- _Task prompt_: If a record holds a picture, leave the picture out; return everything else exactly.

───── Exercise data ─────

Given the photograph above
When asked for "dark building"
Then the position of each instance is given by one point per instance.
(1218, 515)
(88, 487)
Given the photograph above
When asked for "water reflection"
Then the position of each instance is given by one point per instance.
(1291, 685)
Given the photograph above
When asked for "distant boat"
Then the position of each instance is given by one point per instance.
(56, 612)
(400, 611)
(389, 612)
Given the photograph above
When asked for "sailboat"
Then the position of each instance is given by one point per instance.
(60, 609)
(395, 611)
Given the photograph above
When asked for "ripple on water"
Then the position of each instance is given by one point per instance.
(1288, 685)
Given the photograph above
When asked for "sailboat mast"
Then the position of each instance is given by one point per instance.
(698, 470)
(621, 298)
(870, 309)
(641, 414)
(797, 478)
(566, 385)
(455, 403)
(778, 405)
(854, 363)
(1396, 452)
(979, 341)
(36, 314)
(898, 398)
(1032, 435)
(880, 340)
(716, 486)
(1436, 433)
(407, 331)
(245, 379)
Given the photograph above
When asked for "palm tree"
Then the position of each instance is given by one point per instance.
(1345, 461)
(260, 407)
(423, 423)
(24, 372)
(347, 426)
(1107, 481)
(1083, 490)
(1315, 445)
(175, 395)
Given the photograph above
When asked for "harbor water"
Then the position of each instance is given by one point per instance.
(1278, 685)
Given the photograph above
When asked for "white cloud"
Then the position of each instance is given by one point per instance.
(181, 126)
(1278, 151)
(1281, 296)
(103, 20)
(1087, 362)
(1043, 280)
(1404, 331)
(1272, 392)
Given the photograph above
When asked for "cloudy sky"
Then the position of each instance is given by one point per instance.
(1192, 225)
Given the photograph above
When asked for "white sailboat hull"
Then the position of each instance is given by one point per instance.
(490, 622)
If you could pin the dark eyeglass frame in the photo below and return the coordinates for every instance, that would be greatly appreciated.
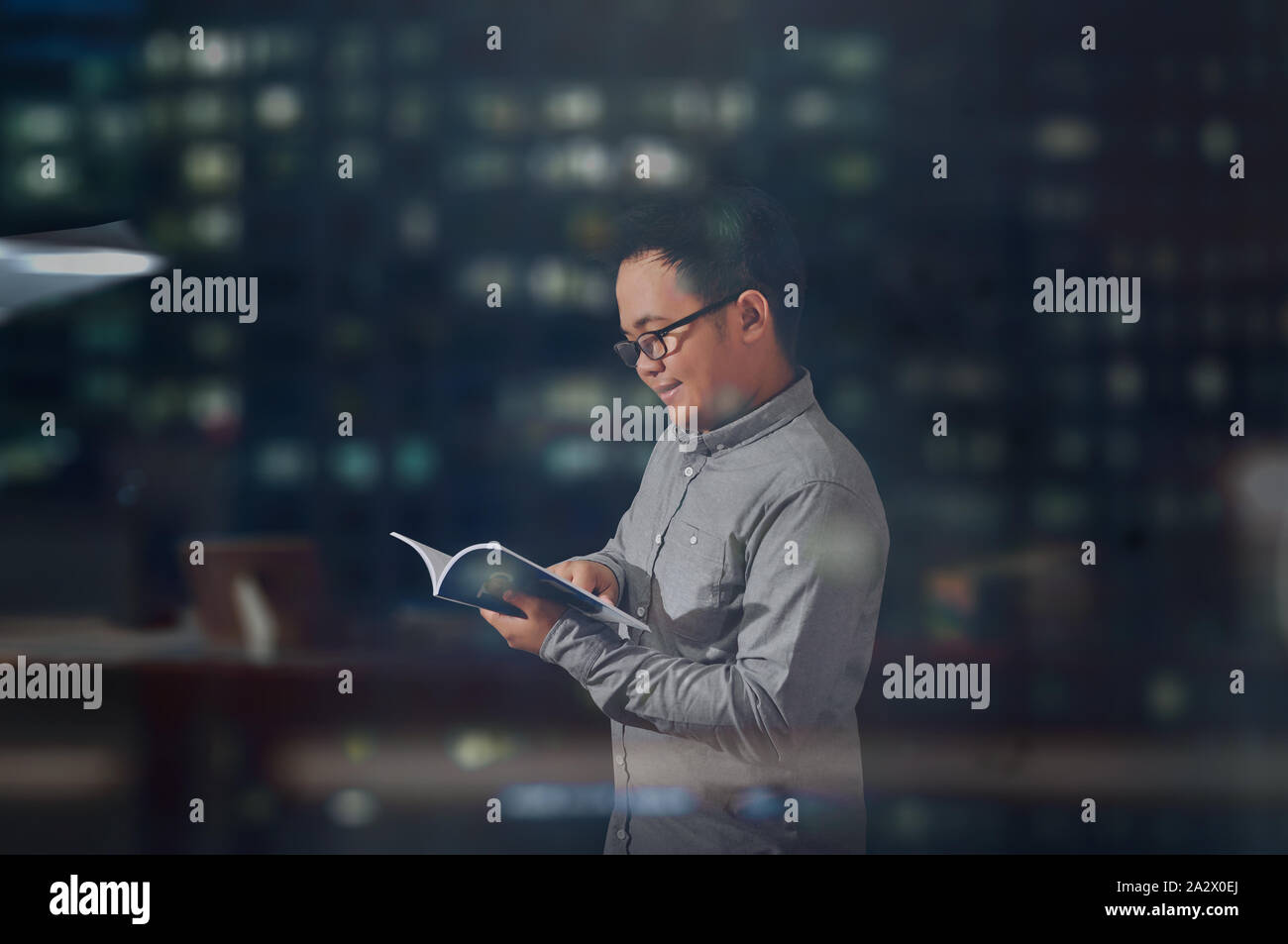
(630, 351)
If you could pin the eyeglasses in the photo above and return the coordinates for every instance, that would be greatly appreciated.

─────

- _Written answer_:
Given the photograph above
When asked for "dark building"
Then the position of each instance is given by one point per instance.
(1218, 515)
(88, 487)
Given the photograph above
When asked for "water reflection"
Then the position of each instance is given by one point per instance.
(1291, 685)
Given the photograph above
When asked for "distant boat"
Then the position of each instance is given by one point per instance.
(56, 612)
(400, 611)
(389, 612)
Given the photograph above
When asked for "sailboat"
Then the position of each instance is given by one point per instance.
(60, 609)
(395, 611)
Given the photograph above
When asked for "ripple on water"
Then the position of each instance is given by one point per instance.
(1288, 685)
Given the photograph above
When asked for "sailboat mast"
Then the position of each instance is given by one point per instance.
(698, 470)
(621, 298)
(870, 309)
(641, 414)
(797, 478)
(566, 385)
(455, 403)
(778, 405)
(854, 363)
(1396, 452)
(979, 341)
(36, 314)
(898, 398)
(1032, 435)
(880, 340)
(716, 486)
(1436, 433)
(407, 331)
(245, 379)
Given the photograph above
When asked for "palm tree"
Then the position of each instance is given by one point per instance.
(1345, 461)
(260, 407)
(423, 423)
(24, 372)
(347, 426)
(1107, 481)
(1083, 490)
(1315, 445)
(175, 395)
Given the photograph above
When asked for "harbor water"
Then the position of each instance is given by one point per instance.
(1278, 685)
Given the photograph above
When asked for "white cloud"
Then the position of each instance is given by one point per instance.
(181, 126)
(1278, 151)
(1281, 296)
(103, 20)
(1087, 362)
(1043, 280)
(1404, 331)
(1272, 392)
Given the photograph above
When asked for "cloudy sky"
Then the position of each instance is given by one point per instance.
(1192, 225)
Given the photograph above
When asked for "white sailboat hull"
Then the position of each instance is given by one point per instance.
(490, 622)
If you could pin the dark eyeglass frame in the photo below and return the coordinates for every instance, that would be greatly appreciated.
(630, 351)
If you could pin the eyeglasses in the photo above and return the coordinates for every instance, that would be greatly appreciated.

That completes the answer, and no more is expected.